• _TESTO DA LEGGERE_:
• • • • • • •
La sua Sarebbe questo il mondo è toccante. Perché non l' ha scelta come singolo?
«La canzone che se ne va dà più speranza. L' altra è il ricordo dell' unica volta che mio padre venne a vedermi in concerto. Non si muoveva da casa, per non lasciare le galline da sole. In camerino gli dissi: Babbo accompagnami al palco e poi: Sarebbe questo il mondo che da bambini, io e te, sognavamo?. Non lo era».

La sua performance a Together at Home di Lady Gaga è lodata dal Guardian inglese. Quanto vale?
«È ciò per cui lavoro da una vita, essere riconosciuto nel mondo del rock-blues ma da italiano. A parte la lirica, l' Italia è sempre etichettata come spaghetti-qualcosa, un surrogato. Non è così. Avevo anche preparato una mia versione del Va' Pensiero che andrà on line».

Il suo nome a Lady Gaga lo ha fatto Elton John. Le radici contadine l'aiutano a non avere il culto della celebrità?
• • • • • • •
[Parte di un file di dati]
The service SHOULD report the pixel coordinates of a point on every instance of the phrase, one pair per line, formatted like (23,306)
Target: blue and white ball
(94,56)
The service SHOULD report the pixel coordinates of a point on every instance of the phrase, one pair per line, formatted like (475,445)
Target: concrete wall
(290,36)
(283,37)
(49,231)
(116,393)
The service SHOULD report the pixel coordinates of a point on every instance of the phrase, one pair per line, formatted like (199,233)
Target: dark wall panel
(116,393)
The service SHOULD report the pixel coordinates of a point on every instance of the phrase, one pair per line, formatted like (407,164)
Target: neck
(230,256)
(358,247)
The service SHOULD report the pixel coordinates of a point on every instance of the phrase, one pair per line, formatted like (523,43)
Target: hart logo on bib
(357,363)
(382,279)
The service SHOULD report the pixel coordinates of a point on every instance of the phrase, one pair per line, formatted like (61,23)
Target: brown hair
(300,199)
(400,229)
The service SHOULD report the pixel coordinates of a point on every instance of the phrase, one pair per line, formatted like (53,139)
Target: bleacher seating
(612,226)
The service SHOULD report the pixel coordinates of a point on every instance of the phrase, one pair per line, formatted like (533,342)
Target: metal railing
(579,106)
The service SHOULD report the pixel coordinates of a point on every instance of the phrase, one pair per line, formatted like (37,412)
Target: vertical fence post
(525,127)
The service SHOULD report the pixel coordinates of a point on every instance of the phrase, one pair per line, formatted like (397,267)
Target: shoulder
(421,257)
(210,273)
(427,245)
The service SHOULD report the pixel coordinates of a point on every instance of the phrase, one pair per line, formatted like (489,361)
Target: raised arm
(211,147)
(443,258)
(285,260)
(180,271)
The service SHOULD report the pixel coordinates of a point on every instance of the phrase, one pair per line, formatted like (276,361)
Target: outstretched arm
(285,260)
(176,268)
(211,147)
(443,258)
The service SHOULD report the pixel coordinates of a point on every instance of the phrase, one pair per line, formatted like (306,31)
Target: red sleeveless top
• • • • • • •
• _BREVE ESERCIZIO A_: Riporta il passo dell'intervista da "La sua Sarebbe" fino a "inglese. Quanto vale?" compreso, scambiando "galline" con "pecore".
• _BREVE ESERCIZIO B_: Secondo l'intervista, per quale motivo il padre non si muoveva da casa? Rispondi in una frase, per favore.

• _SOLUZIONE A_:
La sua Sarebbe questo il mondo è toccante. Perché non l' ha scelta come singolo?
«La canzone che se ne va dà più speranza. L' altra è il ricordo dell' unica volta che mio padre venne a vedermi in concerto. Non si muoveva da casa, per non lasciare le pecore da sole. In camerino gli dissi: Babbo accompagnami al palco e poi: Sarebbe questo il mondo che da bambini, io e te, sognavamo?. Non lo era».

La sua performance a Together at Home di Lady Gaga è lodata dal Guardian inglese. Quanto vale?

• _SOLUZIONE B_: Non si muoveva da casa per non lasciare le galline da sole.